■ What the task requires ■
Working from the listing below, set down every line exactly.

[Task inputs]

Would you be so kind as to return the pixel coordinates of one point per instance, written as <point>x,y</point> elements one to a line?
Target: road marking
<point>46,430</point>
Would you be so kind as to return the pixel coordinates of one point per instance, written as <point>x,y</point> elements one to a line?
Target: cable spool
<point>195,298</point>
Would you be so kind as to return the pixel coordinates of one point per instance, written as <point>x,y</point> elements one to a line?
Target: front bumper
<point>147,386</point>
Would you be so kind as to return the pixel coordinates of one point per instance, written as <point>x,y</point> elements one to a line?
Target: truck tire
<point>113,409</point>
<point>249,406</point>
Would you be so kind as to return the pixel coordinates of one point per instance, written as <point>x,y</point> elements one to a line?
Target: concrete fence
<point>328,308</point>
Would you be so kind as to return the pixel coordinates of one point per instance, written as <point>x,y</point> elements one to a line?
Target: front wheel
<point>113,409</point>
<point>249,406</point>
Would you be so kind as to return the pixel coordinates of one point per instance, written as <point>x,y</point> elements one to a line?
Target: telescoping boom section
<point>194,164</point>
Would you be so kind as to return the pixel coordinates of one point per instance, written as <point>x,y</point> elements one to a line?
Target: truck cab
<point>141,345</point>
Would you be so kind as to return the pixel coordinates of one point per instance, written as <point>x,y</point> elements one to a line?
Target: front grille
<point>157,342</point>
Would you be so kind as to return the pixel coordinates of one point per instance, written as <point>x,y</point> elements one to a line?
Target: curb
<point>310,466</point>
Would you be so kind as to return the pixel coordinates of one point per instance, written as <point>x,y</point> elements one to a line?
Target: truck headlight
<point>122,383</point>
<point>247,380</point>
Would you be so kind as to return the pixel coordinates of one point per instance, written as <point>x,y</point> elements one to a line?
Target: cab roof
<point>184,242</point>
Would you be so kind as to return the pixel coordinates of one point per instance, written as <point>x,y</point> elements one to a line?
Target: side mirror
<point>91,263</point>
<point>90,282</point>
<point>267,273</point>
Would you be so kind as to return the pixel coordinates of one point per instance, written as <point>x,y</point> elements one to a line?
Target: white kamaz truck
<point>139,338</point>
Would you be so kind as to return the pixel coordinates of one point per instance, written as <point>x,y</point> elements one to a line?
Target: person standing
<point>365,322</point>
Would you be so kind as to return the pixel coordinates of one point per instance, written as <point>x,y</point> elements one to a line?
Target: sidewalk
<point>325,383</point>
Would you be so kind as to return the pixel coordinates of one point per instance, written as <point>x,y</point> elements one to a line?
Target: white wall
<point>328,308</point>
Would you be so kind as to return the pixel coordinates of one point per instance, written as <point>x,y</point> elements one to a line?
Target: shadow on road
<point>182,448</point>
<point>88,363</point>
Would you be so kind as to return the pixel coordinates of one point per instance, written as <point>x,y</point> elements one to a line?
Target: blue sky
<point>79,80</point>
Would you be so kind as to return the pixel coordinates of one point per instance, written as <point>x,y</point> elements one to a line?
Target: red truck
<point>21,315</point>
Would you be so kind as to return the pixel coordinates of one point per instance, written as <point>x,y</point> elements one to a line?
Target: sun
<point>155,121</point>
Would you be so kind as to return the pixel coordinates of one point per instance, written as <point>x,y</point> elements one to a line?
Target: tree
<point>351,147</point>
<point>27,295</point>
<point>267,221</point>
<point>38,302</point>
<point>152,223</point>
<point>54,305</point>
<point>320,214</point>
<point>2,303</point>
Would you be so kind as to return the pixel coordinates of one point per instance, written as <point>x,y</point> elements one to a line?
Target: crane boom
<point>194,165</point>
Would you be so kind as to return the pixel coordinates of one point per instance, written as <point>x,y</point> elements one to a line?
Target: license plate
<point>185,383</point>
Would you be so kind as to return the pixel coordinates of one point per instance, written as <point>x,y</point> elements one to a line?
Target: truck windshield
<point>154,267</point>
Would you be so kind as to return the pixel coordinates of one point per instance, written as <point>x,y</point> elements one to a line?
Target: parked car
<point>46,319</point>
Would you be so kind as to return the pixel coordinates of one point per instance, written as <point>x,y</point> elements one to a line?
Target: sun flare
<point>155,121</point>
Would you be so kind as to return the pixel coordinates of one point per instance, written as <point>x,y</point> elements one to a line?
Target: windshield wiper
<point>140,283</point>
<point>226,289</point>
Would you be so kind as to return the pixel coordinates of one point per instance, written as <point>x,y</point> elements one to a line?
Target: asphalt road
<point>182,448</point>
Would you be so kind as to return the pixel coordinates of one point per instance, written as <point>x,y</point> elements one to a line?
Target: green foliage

[/Task inputs]

■ Solved problem ■
Would you be so kind as to return the pixel coordinates of one point per instance, written as <point>x,y</point> elements one to a line?
Target: road marking
<point>46,430</point>
Would you be so kind as to return the pixel coordinates of one point per instance, written as <point>x,y</point> elements one to a line?
Target: cable spool
<point>195,298</point>
Would you be so kind as to return the pixel coordinates of one point per instance, written as <point>x,y</point> elements one to a line?
Target: front bumper
<point>147,386</point>
Would you be so kind as to return the pixel coordinates of one point per instance, written as <point>x,y</point> elements one to a line?
Target: truck tire
<point>113,409</point>
<point>249,406</point>
Would you be so kind as to return the pixel coordinates of one point per instance, written as <point>x,y</point> elements one to a line?
Target: concrete fence
<point>328,308</point>
Would you be so kind as to return the pixel coordinates of one point per instance, written as <point>x,y</point> elements one to a line?
Target: front wheel
<point>113,409</point>
<point>249,406</point>
Would you be so kind as to return the pixel coordinates of one point per instance, written as <point>x,y</point> elements one to a line?
Target: telescoping boom section
<point>194,164</point>
Would you be so kind as to return the pixel coordinates of one point per instance, written as <point>x,y</point> elements one to a line?
Target: truck cab
<point>141,345</point>
Would you be so kind as to return the pixel coordinates of one point per instance, written as <point>x,y</point> elements one to a line?
Target: front grille
<point>157,342</point>
Would you be so kind as to return the pixel coordinates of one point per instance, written as <point>x,y</point> elements one to a line?
Target: curb
<point>310,466</point>
Would you be so kind as to return the pixel coordinates of one point per instance, written as <point>x,y</point> elements one to a line?
Target: truck headlight
<point>122,383</point>
<point>247,380</point>
Would you be so kind as to return the pixel coordinates of one point per instance, written as <point>x,y</point> elements one to a line?
Target: cab roof
<point>184,242</point>
Would you be so kind as to return the pixel coordinates of one point per instance, written as <point>x,y</point> elements one to a line?
Target: side mirror
<point>91,263</point>
<point>90,282</point>
<point>267,273</point>
Would you be so kind as to return the pixel coordinates of one point per instance, written as <point>x,y</point> elements one to a line?
Target: white kamaz truck
<point>139,338</point>
Would you be so kind as to return the pixel coordinates of one point per instance, written as <point>x,y</point> elements one to a line?
Target: person standing
<point>365,322</point>
Would you be so kind as to return the pixel coordinates of one point per instance, written as <point>x,y</point> elements one to a line?
Target: sidewalk
<point>325,383</point>
Would you be so kind as to return the pixel coordinates of one point per instance, written as <point>x,y</point> elements one to a line?
Target: white wall
<point>328,308</point>
Would you be so kind as to return the pixel coordinates of one point per instance, written as <point>x,y</point> elements one to a line?
Target: shadow on road
<point>182,448</point>
<point>88,363</point>
Would you be so kind as to return the pixel coordinates of one point per instance, written as <point>x,y</point> elements one to a line?
Target: blue sky
<point>79,80</point>
Would you be so kind as to return the pixel coordinates of one point per instance, written as <point>x,y</point> elements one to a line?
Target: red truck
<point>21,315</point>
Would you be so kind as to return the pixel coordinates of one point per instance, written as <point>x,y</point> elements one to a line?
Target: sun
<point>155,121</point>
Would you be so kind as to return the pixel coordinates of one point per instance, written as <point>x,y</point> elements one to a line?
Target: tree
<point>351,147</point>
<point>27,295</point>
<point>267,221</point>
<point>38,302</point>
<point>152,223</point>
<point>54,305</point>
<point>320,214</point>
<point>2,303</point>
Would you be so kind as to return the pixel coordinates of one point per instance, written as <point>x,y</point> elements one to a line?
Target: crane boom
<point>194,165</point>
Would you be so kind as to return the pixel coordinates of one point per instance, written as <point>x,y</point> elements one to a line?
Target: license plate
<point>185,383</point>
Would you be so kind as to return the pixel coordinates of one point per instance, written as <point>x,y</point> elements one to a line?
Target: truck windshield
<point>154,267</point>
Would you be so kind as to return the pixel coordinates of one point per instance, written as <point>x,y</point> elements one to a line?
Target: parked car
<point>46,319</point>
Would you be so kind as to return the pixel coordinates of one point per instance, written as <point>x,y</point> elements one to a line?
Target: sun flare
<point>155,121</point>
Would you be so kind as to return the pixel coordinates of one point per instance, written as <point>x,y</point> elements one to a line?
Target: windshield wiper
<point>140,283</point>
<point>226,289</point>
Would you be so kind as to return the pixel coordinates of one point per instance, written as <point>x,y</point> elements one to a line?
Target: asphalt road
<point>182,448</point>
Would you be so kind as to return the pixel coordinates of one point per instance, written as <point>x,y</point> elements one to a line?
Target: green foliage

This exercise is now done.